**EXCERPTED PASSAGE**.
——————

401(k) premiums and deposits decreased 13% for the second quarter of
2002 when compared to the second quarter of 2001 (from $462.4 million to
$402.7 million). 401(k) premiums and deposits decreased 23% for the six
months of 2002 (from $1,087.9 million to $839.8 million) when compared
to the six months of 2001. Assets under administration (including
third-party administration) in 401(k) decreased 7.5% during the six
months of 2002 due to the impact of lower U.S. equity markets and
decreasing number of participants. The number of participants decreased
from 562,800 at June 30, 2001 to 517,057 at June 30, 2002, reflecting
higher termination rates.

The number of 401(k) case sales (employer groups), including third-party
administration business generated by the Company's marketing and
administration arrangement with New England, decreased 21% to 181 for
the first six months of 2002 as compared to 230 for the same period in
2001.

GENERAL ACCOUNT INVESTMENTS

The Company's primary investment objective is to acquire assets whose
duration and cash flow reflect the characteristics of the Company's
liabilities, while meeting industry, size, issuer, and geographic
diversification standards. Formal liquidity and credit quality
parameters have also been established.

The Company follows rigorous procedures to control interest rate risk
and observes strict asset and liability matching guidelines. These
guidelines are designed to ensure that even in changing market
conditions, the Company's assets will meet the cash flow and income
requirements of its liabilities. Using dynamic modeling to analyze the
effects of a wide range of possible market changes upon investments and
policyholder benefits, the Company ensures that its investment portfolio
is appropriately structured to fulfill financial obligations to its
policyholders.

Fixed Maturities

Fixed maturities investments include public and privately placed
corporate bonds, public and privately placed structured assets and
government bonds. This latter category contains both asset-backed and
mortgage-backed securities, including collateralized mortgage
obligations (CMOs). The Company's strategy related to structured assets
is to focus on those with lower volatility and minimal credit risk. The
Company does not invest in higher risk CMOs such as interest-only and
principal-only strips, and currently has no plans to invest in such
securities.

Private placement investments are generally less marketable than
publicly traded assets, yet they typically offer covenant protection
that allows the Company, if necessary, to take appropriate action to
protect its investment. The Company believes that the cost of the
additional monitoring and analysis required by private placements is
more than offset by their enhanced yield.

One of the Company's primary objectives is to ensure that its fixed
maturity portfolio is maintained at a high average quality, so as to
limit credit risk. If not externally rated, the securities are rated by
the Company on a basis intended to be similar to that of rating
agencies.

The distribution of the fixed maturity portfolio by credit rating is
summarized as follows:


June 30, December 31,
2002 2001
------------------ -------------------

AAA 59 % 58 %
AA 9 % 9 %
A 14 % 14 %
BBB 16 % 16 %
BB and Below (non-investment grade) 2 % 3 %
-------------- --- --------------- ---

TOTAL 100.0 % 100.0 %
============== === =============== ===

During the first six months of 2002, net unrealized gains on fixed
maturities included in stockholder's equity, which is net of
policyholder-related amounts and deferred income taxes, increased
stockholder's equity by $34.3 million.

——————

Excerpts of pointing data
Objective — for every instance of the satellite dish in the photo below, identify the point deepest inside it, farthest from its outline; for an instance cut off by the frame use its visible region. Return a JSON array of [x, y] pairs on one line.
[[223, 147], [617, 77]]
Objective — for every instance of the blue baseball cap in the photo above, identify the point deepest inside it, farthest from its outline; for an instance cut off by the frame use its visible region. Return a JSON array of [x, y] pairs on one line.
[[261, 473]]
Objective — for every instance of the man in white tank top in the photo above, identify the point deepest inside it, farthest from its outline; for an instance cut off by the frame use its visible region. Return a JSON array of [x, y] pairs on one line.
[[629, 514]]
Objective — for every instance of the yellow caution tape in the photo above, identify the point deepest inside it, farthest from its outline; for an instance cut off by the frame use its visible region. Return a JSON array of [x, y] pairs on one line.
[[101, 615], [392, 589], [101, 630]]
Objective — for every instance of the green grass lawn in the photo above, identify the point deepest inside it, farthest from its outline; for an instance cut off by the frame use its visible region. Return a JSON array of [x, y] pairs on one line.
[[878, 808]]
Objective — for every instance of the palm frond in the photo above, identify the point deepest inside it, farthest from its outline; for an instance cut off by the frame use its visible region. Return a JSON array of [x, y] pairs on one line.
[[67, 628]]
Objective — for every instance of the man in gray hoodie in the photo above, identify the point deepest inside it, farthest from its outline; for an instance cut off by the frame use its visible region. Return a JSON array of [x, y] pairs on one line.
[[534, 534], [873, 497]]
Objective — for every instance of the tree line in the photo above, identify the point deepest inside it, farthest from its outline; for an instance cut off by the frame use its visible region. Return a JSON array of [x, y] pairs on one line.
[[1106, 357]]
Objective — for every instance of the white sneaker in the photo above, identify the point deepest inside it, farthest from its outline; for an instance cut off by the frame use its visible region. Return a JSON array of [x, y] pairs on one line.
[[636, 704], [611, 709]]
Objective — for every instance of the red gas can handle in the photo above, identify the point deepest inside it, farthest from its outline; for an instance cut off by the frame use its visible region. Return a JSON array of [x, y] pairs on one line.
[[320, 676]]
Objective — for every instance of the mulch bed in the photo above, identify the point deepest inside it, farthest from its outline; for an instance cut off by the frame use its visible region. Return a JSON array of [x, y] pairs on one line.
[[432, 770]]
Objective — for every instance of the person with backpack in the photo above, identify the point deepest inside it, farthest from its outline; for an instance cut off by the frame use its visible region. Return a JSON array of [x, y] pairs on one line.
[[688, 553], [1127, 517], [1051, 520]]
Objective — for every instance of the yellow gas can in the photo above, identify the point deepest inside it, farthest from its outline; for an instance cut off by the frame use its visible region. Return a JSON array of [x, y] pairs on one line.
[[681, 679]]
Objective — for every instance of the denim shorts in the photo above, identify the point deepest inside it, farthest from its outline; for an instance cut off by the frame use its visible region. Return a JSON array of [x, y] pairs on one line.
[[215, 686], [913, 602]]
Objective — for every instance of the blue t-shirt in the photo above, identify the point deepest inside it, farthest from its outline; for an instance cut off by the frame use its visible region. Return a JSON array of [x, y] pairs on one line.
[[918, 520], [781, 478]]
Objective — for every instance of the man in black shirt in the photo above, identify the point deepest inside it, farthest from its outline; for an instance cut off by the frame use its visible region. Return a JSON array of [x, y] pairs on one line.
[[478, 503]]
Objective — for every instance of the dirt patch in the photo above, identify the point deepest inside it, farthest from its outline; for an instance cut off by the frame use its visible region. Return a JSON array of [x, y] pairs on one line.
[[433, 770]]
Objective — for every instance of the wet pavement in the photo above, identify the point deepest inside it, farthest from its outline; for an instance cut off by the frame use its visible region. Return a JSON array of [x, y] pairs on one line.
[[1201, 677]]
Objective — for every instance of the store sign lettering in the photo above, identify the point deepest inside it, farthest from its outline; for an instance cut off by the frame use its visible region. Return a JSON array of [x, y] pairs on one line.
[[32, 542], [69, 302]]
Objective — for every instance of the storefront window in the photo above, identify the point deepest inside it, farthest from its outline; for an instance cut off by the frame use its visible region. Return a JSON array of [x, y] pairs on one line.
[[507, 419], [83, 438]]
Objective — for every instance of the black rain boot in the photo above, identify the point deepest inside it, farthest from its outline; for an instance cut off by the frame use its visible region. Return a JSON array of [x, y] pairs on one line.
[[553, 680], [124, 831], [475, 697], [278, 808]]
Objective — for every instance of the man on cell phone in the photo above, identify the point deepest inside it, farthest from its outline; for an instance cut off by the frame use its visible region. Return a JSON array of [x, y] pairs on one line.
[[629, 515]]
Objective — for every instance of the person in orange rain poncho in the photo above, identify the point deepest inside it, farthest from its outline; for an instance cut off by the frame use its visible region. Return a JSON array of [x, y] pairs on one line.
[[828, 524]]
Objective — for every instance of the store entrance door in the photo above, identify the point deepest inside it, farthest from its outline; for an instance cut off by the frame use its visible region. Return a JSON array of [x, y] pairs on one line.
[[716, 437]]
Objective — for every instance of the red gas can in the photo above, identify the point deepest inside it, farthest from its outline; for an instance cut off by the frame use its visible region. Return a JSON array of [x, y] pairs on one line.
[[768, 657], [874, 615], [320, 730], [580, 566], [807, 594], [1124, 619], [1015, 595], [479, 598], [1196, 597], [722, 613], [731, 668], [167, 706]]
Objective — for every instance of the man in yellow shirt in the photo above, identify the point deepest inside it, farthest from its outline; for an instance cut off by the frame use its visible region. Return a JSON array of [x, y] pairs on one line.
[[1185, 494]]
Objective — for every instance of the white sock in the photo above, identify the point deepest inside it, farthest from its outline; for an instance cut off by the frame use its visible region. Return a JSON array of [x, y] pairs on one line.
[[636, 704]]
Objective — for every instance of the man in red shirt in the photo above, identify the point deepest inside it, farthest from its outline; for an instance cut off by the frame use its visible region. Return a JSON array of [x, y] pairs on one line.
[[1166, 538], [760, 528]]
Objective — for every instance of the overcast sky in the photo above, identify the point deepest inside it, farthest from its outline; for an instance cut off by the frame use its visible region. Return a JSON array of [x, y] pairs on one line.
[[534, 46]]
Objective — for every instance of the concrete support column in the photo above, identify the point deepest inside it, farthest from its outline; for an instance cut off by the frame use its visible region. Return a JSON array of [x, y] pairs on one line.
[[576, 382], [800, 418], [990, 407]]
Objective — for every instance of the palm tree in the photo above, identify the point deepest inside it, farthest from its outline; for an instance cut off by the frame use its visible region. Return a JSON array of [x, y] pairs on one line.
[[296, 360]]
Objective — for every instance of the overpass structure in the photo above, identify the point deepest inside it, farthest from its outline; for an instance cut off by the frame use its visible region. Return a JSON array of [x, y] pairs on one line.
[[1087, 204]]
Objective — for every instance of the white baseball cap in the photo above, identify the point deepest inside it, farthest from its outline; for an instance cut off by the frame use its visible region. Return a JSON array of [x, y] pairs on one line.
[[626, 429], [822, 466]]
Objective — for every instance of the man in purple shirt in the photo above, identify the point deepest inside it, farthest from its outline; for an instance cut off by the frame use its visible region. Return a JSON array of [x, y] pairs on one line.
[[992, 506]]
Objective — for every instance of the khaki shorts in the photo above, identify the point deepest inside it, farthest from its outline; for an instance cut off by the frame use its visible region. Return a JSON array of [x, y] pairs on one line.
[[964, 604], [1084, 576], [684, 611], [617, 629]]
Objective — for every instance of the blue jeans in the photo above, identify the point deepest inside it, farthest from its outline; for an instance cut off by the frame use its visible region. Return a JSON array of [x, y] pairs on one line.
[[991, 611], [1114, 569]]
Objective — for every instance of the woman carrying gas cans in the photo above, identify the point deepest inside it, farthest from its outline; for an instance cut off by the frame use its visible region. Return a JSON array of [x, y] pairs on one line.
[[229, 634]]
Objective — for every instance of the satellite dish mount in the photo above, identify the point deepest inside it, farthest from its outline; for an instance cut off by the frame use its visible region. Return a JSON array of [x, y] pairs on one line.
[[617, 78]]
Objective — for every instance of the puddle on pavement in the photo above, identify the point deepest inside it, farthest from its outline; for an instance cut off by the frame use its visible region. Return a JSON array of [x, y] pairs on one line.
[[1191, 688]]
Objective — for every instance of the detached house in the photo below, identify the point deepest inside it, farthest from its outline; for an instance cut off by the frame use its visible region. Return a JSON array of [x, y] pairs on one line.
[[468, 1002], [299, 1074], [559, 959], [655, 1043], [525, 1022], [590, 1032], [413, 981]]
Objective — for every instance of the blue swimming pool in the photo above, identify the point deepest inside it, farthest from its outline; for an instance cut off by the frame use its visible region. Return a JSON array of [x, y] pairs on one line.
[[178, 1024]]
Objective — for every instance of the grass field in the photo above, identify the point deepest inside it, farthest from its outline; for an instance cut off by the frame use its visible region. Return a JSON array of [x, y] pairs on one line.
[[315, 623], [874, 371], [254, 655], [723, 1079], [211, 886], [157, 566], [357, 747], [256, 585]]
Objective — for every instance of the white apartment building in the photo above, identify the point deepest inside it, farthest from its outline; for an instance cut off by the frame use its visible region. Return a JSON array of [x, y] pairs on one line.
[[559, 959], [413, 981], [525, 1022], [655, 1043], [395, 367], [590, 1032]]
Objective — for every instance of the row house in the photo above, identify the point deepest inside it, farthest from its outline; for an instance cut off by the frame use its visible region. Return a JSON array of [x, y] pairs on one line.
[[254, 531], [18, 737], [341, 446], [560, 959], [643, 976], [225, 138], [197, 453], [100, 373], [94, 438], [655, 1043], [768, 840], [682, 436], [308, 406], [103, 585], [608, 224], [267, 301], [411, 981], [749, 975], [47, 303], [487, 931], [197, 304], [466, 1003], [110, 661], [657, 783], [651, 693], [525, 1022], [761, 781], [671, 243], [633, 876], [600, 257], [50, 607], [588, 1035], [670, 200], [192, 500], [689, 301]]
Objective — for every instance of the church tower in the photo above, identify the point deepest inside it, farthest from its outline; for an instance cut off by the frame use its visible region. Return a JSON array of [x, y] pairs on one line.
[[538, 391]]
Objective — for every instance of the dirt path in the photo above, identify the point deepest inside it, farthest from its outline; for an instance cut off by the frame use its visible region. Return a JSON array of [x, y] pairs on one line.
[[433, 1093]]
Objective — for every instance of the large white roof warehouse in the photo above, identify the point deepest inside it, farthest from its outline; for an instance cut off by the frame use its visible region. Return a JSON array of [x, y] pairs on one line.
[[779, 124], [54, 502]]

——————

Does each statement below agree with the passage on 401(k) results and investments? Answer yes or no for each, and quote the words from the passage that settle it.
1. 401(k) case sales fell to 181 for the first six months of 2002.
2. The Company invests in interest-only and principal-only CMO strips.
3. The number of 401(k) participants grew between June 30, 2001 and June 30, 2002.

1. Yes: "decreased 21% to 181 for the first six months of 2002"
2. No: "The Company does not invest in higher risk CMOs such as interest-only and principal-only strips"
3. No: "The number of participants decreased from 562,800 at June 30, 2001 to 517,057 at June 30, 2002"